> Exercise objective
The complete data, repeated exactly, should form your response.

#### Material to process ####

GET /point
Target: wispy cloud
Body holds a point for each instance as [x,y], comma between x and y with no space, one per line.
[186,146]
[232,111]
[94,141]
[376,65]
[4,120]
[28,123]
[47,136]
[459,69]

####

> Solution to the exercise
GET /point
Target: wispy cloud
Body holds a point for each instance as [x,y], comma between x and y with no space, one per line.
[186,146]
[232,111]
[94,141]
[376,65]
[4,120]
[28,123]
[47,136]
[459,69]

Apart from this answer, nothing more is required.